> **Set problem 1**
Collect all lines in the rows below that contain the word "every".

> **Given passage**
□ □ □ □
The best effort transport is not good enough as both subscribers and
application providers are looking for and willing to pay for certain
level of quality dedication. Therefore it is inevitable for service
providers (telecommunication infrastructure owners) to rethink the
means of management and operation of their networks, which should
support end-to-end slicing capabilities.
The requirements from different verticals may be extremely
diversified. Typical examples includes high bandwidth, low latency,
high level of isolation, specific security and encryption
requirements and etc. These requirements may also change dynamically
along time since the services of certain industry vertical changes
very fast, and sometime spontaneously (i.e. burst bandwidth/latency
requirement from on-line shopping provider on certain period). It is
expected that the configuration of certain network slice instances
are very dynamic in a case-by-case manner. Meanwhile, there are many
technology options to fulfil particular requirements depending on
considerations on many aspects including cost, TTM and etc. The
diversity of both requirements and technology options makes network
slices significantly heterogeneous.
□ □ □ □
> **Data provided**
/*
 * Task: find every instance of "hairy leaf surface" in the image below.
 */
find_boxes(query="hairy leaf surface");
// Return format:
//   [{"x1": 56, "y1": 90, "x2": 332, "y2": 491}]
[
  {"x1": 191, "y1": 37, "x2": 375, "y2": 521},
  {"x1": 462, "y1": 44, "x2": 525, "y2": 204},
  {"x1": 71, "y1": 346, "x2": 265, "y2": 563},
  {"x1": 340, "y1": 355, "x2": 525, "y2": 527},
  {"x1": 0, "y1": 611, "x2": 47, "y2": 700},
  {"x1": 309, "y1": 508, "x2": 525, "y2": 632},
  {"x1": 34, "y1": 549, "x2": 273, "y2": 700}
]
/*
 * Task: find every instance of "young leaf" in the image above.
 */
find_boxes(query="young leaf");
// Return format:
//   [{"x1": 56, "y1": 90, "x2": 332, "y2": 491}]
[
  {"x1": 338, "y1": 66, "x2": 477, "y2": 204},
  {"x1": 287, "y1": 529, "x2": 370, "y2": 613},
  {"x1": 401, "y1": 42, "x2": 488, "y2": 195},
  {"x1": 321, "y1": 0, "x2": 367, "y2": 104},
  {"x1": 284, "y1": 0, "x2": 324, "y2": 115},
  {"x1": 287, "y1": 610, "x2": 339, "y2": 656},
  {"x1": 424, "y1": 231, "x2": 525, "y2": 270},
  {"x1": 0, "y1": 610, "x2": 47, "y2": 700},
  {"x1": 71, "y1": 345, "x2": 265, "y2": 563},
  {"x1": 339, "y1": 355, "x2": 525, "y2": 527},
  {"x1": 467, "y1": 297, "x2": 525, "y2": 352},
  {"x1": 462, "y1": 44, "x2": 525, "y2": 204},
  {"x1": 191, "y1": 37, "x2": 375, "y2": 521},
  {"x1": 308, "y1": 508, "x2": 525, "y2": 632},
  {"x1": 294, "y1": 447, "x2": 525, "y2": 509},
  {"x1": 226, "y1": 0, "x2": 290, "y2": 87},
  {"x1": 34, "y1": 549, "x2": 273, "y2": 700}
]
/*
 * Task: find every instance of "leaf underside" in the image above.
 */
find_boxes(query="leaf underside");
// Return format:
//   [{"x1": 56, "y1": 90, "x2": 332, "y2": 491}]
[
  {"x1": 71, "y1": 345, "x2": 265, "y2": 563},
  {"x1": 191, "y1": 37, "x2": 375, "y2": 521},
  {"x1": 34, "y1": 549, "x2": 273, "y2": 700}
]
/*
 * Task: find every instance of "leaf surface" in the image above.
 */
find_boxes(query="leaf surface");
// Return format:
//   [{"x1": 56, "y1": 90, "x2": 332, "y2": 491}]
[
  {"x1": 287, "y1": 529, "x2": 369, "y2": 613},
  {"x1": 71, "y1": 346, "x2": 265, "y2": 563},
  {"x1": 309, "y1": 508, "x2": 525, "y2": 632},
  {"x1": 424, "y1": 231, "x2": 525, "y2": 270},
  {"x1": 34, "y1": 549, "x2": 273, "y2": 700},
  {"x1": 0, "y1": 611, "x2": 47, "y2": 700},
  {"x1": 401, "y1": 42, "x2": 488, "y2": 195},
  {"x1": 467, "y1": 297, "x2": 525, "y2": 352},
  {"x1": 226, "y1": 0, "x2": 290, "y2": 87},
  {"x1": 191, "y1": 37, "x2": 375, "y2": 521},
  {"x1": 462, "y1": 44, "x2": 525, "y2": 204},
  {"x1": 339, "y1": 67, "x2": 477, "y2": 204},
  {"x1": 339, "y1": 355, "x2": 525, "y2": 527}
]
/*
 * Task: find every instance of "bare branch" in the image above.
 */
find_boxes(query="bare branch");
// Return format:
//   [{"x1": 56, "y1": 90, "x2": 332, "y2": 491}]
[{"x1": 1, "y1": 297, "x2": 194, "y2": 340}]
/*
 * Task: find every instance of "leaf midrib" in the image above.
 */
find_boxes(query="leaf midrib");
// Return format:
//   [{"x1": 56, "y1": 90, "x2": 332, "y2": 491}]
□ □ □ □
> **Set problem 2**
Write the next part of the network slicing passage above, picking up after its last sentence.

> **Final result 1**
 * Task: find every instance of "hairy leaf surface" in the image below.
 * Task: find every instance of "young leaf" in the image above.
 * Task: find every instance of "leaf underside" in the image above.
 * Task: find every instance of "leaf surface" in the image above.
 * Task: find every instance of "bare branch" in the image above.
 * Task: find every instance of "leaf midrib" in the image above.

> **Final result 2**
In order to provide cost-effective and efficient network slice
configuration, service provider needs to understand specifically the
components it can make use to create a network slice instance and how
these components map with the customer requirements. These
components include both network resources and management entities.
1.1. Requirements Language
The key words "MUST", "MUST NOT", "REQUIRED", "SHALL", "SHALL NOT",
"SHOULD", "SHOULD NOT", "RECOMMENDED", "MAY", and "OPTIONAL" in this
document are to be interpreted as described in RFC 2119.
1.2. Terminology
Network Slicing - A management mechanism that Network Slice Provider
can use to allocate dedicated network resources from shared network
infrastructures to Network Slice Tenant.
Network Slice - A network slice is a managed group of dedicated
network resources to meet certain network functionality and
performance characteristics required by the network slice tenant(s).
It is re-configurable and is supervised by the network slice
provider.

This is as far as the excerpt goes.